- [GIVEN PROBLEM] Count the lines in the records below that contain the word "Answer". Reply with the number alone.

- [INFORMATION PROVIDED]
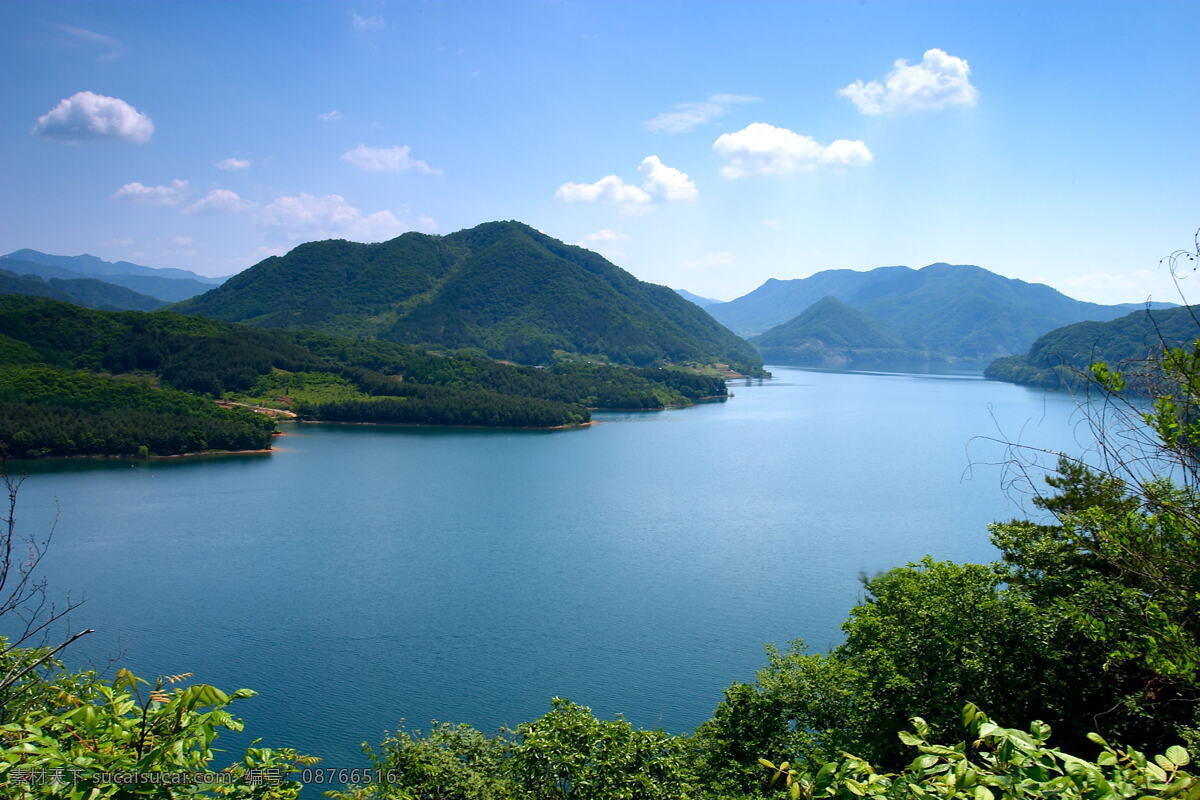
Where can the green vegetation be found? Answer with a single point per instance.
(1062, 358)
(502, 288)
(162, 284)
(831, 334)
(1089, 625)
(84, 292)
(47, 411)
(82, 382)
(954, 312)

--

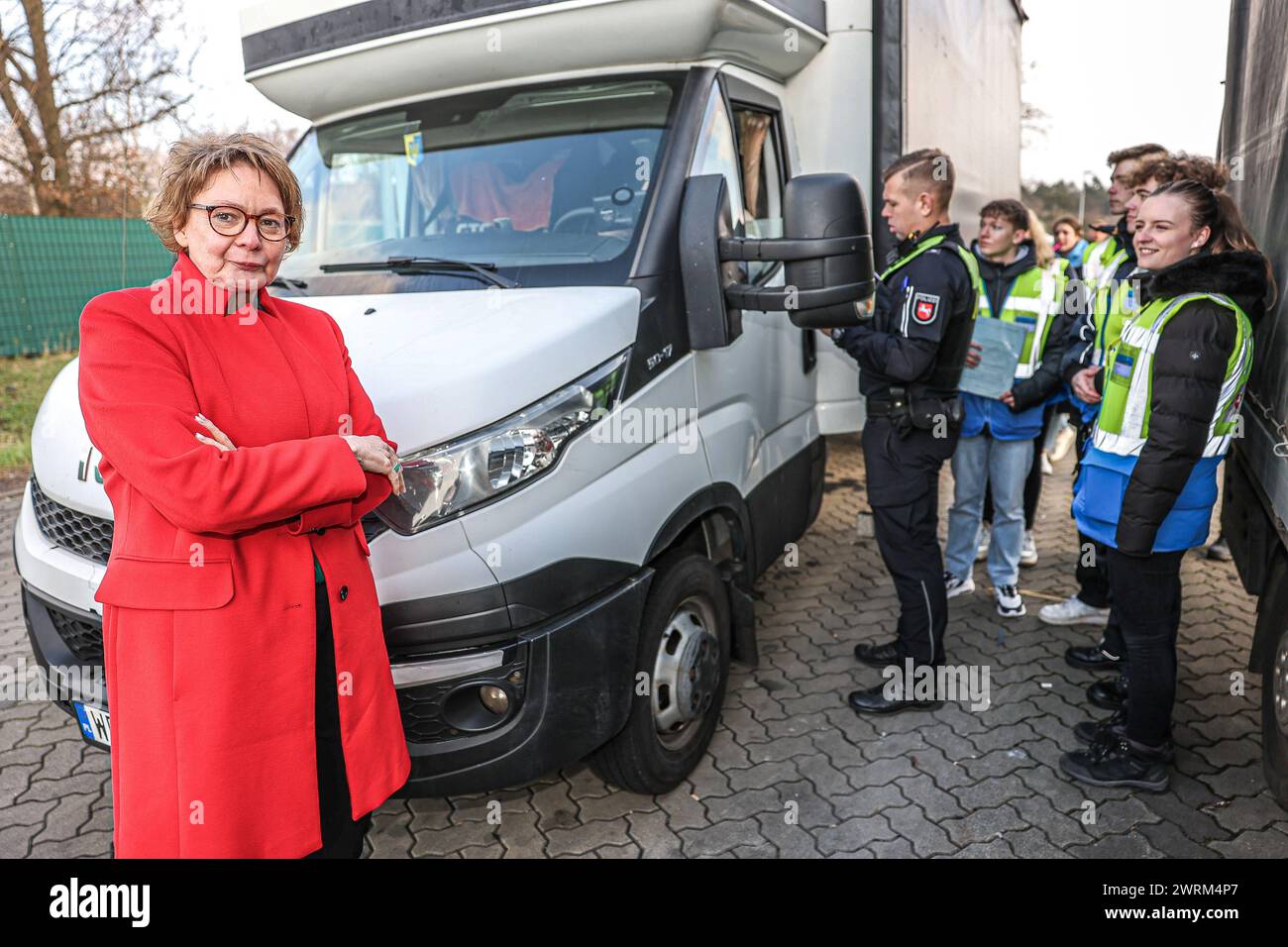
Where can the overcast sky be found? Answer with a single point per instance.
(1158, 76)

- [REPLY] 2